> _Collected data entries_:
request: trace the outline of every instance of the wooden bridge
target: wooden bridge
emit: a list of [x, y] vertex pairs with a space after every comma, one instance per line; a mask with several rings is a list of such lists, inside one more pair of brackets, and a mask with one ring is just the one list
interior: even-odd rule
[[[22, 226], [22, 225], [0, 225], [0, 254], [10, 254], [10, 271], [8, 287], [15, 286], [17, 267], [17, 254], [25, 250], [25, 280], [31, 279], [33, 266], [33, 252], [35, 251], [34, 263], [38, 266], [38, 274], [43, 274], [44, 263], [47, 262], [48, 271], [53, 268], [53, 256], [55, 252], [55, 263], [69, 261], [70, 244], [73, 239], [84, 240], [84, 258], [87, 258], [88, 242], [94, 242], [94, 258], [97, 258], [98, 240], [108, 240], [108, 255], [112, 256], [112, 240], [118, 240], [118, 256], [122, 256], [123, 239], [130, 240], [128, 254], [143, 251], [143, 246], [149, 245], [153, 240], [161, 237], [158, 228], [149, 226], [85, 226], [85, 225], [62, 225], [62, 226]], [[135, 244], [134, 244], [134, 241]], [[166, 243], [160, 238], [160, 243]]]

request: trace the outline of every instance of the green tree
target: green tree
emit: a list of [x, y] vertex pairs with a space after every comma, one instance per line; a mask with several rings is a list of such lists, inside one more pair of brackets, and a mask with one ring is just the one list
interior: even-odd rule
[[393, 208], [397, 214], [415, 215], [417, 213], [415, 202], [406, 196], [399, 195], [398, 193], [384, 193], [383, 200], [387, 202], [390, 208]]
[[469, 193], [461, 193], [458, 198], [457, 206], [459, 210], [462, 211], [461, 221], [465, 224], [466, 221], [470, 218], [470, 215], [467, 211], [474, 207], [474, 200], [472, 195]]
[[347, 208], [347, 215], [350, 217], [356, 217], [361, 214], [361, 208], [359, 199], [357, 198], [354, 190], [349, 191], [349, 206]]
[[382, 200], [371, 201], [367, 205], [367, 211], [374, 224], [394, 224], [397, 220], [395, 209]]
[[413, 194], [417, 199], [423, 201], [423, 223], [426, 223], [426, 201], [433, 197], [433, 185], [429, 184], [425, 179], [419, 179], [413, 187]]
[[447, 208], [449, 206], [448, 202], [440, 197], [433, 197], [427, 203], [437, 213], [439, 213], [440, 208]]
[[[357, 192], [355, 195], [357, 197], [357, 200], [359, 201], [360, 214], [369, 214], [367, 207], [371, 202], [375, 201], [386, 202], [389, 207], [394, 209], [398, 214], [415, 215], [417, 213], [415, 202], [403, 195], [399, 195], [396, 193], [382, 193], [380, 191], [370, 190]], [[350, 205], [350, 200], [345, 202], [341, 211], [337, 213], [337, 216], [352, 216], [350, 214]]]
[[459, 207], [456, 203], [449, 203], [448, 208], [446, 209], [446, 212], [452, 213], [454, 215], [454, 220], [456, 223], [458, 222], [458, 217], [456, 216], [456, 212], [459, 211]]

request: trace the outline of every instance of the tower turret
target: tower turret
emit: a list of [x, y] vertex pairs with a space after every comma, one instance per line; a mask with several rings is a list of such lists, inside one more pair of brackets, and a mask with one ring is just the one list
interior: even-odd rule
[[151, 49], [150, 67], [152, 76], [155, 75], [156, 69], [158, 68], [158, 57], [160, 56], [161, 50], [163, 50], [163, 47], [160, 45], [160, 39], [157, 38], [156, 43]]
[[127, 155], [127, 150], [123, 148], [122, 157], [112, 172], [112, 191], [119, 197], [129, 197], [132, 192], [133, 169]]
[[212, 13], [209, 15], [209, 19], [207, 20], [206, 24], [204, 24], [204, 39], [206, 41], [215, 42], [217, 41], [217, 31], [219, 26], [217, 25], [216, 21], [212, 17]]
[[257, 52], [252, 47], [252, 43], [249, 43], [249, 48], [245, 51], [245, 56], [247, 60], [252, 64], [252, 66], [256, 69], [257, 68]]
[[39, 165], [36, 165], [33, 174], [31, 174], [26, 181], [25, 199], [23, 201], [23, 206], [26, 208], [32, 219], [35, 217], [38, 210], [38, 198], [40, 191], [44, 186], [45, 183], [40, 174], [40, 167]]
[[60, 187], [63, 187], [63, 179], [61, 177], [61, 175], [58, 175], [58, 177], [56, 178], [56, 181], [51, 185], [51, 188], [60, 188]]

==

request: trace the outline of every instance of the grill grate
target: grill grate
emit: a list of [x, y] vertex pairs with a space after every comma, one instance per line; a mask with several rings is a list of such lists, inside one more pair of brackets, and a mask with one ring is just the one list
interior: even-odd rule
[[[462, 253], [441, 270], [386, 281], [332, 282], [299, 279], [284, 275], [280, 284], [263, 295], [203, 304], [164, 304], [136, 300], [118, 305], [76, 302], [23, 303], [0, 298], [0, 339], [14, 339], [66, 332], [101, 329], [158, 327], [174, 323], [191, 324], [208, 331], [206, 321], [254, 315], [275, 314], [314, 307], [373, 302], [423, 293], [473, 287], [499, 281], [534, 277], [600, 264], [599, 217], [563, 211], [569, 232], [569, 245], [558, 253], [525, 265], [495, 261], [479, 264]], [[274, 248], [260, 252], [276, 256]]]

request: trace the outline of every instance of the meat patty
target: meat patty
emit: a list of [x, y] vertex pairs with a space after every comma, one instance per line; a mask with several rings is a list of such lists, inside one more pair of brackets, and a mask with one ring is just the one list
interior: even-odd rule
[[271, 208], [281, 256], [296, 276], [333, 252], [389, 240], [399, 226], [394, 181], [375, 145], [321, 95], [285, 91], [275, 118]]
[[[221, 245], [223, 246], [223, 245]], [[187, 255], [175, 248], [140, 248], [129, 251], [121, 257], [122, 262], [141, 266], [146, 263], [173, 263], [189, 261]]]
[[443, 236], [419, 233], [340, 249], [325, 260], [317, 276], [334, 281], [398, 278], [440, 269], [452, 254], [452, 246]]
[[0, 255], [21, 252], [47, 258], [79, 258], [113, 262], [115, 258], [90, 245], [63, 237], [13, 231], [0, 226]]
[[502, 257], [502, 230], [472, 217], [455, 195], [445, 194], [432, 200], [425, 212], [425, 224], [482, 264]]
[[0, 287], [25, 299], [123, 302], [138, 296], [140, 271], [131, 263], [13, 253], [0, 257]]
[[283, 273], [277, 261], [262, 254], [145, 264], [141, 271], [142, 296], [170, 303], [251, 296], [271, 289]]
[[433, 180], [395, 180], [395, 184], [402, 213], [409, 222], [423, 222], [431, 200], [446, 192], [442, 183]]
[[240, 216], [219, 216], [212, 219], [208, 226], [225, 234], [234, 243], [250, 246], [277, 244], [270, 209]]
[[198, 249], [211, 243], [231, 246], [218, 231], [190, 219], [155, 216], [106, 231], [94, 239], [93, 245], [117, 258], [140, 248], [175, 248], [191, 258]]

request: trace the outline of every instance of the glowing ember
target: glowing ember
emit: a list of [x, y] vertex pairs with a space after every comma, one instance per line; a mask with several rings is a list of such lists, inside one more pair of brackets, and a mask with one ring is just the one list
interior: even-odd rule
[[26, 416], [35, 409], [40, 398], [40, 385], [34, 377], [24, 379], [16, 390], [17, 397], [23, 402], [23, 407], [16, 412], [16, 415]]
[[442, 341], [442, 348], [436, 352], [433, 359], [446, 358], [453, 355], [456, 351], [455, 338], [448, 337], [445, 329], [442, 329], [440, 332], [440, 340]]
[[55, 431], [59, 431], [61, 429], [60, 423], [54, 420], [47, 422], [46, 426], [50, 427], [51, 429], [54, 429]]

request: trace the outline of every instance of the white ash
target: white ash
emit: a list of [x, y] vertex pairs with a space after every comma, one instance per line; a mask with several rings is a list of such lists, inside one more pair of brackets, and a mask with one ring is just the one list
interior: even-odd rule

> _Exercise description_: The answer must consist solely of the number of lines in the entries that contain the word "glowing".

> _Task solution_: 2